> Request A
In the euro crisis text, what does the first crisis concern?

> Text segment
──────
What is needed to tackle the euro crisis in full and regain the confidence of investors and markets?

September 20, 2012

What is needed to tackle the euro crisis in full and regain the confidence of investors and markets?

To answer any questions about the validity of the European Central Bank’s strategy requires an understanding of what the euro crisis really is — or has morphed into. What started out as a financing problem for Greek public debt has mutated several times. In fact, the term “euro crisis” has become a metaphor for several overlapping crises.

The first crisis concerns the matter of government debt at the national, regional and local levels. There is little denying that the (largely Western) age of public debt, which started with the oil shocks of the 1970s, is in its dying hours.

Whether we like it or not, whether we can even imagine it or not, the past legacy of ample debt will have to be shouldered and the debt addiction will have to be ended. That applies not just to Greece, but to European governments everywhere.
──────
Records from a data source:

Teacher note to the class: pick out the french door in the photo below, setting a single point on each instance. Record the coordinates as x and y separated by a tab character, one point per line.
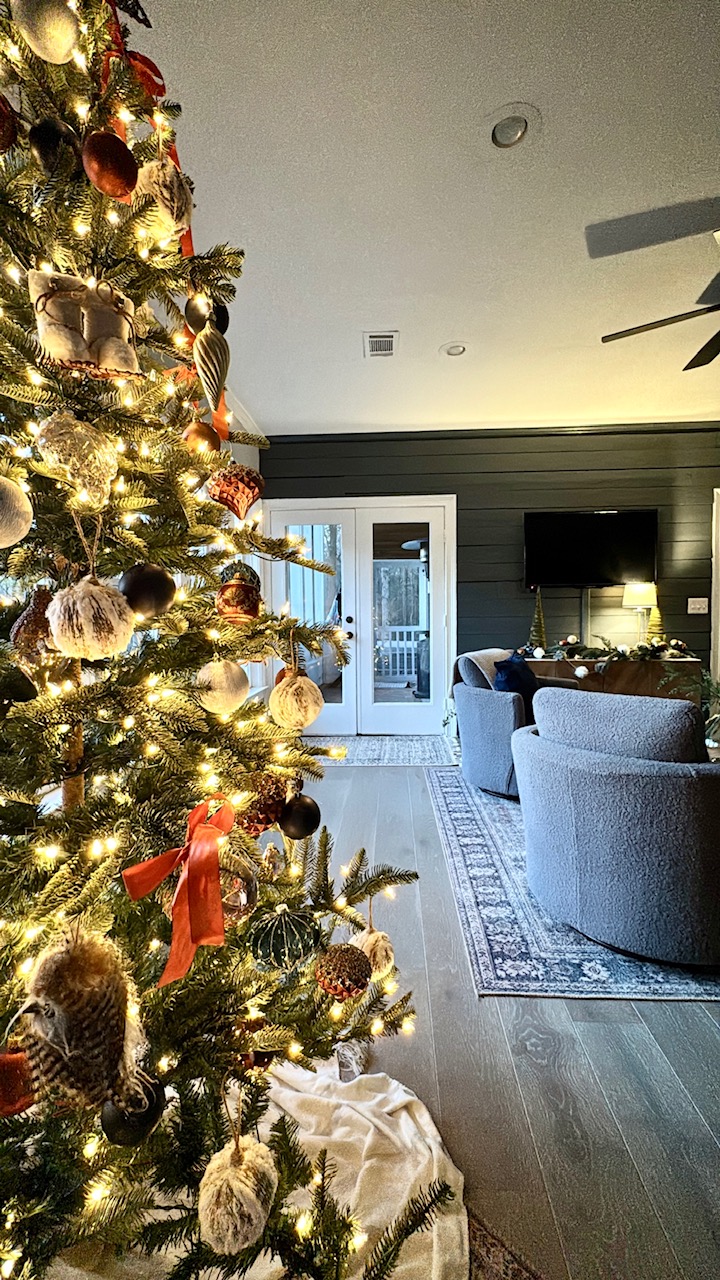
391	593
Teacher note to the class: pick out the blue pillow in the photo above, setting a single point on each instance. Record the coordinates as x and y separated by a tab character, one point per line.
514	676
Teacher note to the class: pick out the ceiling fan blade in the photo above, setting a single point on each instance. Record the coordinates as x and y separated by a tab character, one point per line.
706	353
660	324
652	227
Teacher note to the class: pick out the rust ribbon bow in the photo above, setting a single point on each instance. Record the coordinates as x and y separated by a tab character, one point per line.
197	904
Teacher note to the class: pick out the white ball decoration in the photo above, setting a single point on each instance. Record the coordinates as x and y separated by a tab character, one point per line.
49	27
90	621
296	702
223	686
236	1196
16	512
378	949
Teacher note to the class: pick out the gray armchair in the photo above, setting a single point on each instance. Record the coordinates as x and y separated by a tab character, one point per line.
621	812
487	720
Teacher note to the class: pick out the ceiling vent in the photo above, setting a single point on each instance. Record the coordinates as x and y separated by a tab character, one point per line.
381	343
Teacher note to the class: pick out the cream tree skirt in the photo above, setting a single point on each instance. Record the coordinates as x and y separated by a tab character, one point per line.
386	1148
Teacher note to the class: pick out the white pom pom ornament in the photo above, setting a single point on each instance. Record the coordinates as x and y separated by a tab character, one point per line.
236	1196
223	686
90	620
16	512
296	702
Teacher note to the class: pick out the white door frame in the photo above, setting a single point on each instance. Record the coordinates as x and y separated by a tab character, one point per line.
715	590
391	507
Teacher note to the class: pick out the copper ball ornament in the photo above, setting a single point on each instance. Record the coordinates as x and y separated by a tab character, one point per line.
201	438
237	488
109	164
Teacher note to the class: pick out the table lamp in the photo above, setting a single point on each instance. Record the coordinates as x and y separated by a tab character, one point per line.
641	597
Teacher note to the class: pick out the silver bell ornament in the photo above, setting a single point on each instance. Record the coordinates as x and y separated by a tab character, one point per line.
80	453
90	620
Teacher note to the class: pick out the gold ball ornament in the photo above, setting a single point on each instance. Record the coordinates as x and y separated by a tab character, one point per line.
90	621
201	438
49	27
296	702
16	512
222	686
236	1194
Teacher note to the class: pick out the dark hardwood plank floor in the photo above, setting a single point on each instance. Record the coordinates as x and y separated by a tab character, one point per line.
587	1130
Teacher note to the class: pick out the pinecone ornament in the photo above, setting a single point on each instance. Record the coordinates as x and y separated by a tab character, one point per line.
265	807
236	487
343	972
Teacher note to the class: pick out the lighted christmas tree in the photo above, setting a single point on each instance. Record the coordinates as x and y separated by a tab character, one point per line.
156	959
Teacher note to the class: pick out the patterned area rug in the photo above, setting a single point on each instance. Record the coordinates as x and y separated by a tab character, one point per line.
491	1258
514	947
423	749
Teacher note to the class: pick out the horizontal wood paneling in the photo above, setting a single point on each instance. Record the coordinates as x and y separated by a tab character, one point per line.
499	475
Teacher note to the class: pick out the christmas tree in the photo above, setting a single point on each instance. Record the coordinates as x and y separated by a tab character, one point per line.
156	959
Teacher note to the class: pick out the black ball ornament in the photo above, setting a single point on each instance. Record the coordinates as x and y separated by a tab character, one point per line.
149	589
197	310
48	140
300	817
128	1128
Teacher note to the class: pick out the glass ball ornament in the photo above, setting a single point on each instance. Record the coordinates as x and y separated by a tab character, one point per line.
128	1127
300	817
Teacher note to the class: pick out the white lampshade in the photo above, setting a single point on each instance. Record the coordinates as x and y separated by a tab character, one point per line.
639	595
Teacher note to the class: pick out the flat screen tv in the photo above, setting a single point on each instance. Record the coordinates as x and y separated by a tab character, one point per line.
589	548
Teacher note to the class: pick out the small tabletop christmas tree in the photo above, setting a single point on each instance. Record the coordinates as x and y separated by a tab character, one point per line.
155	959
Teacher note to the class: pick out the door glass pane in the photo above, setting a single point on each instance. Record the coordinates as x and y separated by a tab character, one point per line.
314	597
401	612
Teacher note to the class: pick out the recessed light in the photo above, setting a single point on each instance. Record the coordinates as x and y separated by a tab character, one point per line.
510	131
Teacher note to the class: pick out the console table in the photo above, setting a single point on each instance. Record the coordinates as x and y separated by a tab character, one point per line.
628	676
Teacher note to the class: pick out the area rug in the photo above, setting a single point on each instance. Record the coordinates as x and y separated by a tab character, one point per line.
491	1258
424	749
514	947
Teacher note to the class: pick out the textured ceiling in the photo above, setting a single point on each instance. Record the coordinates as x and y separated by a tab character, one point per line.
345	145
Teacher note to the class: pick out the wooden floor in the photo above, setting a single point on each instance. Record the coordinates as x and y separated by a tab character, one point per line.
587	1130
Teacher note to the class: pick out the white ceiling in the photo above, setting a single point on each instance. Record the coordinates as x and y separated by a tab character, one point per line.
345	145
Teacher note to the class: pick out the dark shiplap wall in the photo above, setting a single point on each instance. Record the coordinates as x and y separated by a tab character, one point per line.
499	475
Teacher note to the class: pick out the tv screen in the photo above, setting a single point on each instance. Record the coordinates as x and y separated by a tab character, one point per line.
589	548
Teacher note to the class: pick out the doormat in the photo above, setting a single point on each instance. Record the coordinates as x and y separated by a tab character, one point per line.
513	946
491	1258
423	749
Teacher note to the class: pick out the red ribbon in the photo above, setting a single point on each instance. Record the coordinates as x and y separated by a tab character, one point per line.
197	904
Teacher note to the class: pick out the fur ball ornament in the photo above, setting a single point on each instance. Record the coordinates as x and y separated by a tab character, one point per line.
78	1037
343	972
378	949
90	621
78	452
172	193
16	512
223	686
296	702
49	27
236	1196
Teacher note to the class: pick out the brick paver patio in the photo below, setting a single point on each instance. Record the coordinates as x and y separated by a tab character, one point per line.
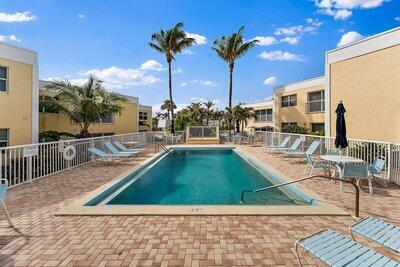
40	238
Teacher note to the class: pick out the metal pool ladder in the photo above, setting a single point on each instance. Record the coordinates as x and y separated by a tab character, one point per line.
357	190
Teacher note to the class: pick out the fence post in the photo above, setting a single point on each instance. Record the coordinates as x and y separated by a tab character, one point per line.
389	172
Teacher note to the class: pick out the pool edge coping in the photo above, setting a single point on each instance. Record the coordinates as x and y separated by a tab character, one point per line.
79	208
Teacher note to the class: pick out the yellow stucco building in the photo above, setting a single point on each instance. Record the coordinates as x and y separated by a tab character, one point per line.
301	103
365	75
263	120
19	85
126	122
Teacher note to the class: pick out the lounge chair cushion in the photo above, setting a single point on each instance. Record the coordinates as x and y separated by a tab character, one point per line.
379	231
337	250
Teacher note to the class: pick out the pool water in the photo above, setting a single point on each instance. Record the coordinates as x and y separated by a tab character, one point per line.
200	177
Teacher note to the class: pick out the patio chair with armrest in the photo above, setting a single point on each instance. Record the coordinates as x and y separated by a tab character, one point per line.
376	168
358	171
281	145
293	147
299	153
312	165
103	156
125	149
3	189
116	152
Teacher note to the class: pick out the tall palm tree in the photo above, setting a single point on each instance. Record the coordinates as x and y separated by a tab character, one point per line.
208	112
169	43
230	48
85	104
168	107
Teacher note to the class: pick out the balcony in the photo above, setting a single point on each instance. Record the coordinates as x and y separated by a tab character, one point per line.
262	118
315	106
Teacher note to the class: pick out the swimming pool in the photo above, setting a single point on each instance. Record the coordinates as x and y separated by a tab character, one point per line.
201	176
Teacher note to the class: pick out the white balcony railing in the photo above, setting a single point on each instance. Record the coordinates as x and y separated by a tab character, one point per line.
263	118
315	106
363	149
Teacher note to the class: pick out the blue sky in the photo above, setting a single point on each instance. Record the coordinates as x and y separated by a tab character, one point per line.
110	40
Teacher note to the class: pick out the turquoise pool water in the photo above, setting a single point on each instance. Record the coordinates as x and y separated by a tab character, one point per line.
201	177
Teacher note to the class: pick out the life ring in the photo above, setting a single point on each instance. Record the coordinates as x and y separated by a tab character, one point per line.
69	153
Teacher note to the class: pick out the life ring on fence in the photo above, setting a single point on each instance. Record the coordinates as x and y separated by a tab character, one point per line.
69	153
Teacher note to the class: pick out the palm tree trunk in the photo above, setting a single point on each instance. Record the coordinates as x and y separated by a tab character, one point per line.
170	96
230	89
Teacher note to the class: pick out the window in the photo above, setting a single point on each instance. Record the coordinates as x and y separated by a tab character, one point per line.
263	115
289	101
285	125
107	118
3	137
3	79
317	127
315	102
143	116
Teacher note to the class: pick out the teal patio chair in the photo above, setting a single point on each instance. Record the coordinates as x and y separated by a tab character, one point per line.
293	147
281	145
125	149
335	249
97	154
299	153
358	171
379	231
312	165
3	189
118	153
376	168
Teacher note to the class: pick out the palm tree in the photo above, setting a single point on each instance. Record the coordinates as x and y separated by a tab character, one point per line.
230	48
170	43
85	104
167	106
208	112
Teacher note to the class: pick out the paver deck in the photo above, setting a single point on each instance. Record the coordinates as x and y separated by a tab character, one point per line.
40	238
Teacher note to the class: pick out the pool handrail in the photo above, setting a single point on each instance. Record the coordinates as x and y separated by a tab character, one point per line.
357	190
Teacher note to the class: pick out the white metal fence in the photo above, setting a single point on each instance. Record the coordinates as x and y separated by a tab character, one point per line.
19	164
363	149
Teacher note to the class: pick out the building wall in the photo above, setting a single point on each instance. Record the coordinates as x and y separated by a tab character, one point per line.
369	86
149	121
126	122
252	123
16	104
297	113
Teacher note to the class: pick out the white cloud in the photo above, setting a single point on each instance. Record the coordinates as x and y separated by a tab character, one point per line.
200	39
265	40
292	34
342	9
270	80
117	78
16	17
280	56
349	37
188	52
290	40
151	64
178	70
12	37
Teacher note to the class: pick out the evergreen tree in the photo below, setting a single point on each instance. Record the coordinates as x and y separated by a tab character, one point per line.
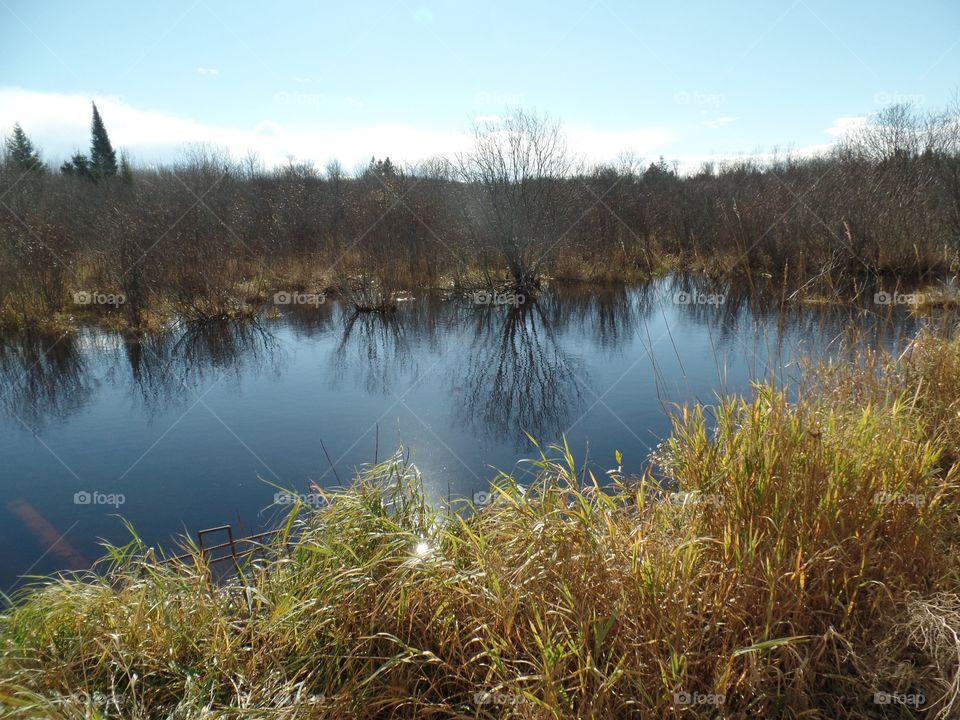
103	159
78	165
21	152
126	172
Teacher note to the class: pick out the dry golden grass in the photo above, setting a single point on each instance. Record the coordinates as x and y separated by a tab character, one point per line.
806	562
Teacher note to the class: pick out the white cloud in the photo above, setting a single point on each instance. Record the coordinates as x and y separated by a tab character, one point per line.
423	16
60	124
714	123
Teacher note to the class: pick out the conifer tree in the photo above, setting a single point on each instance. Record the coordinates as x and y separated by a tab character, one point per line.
──────
> Request B
Which lines of the entries contain the string "ribbon"? Pull out each such line, treating case as significant.

> Output A
Government debt at the national, regional and local levels.

> Output B
Teacher note to the class: pick out the rust ribbon bow in the photo above, setting a single point on each instance. Record the coordinates as x and y separated by a tab character, one point per line.
Teacher note to the class: pick out the red ribbon in the photo above, setting a single point on each instance. Record the coordinates as x and y separated by a tab character, one point per line.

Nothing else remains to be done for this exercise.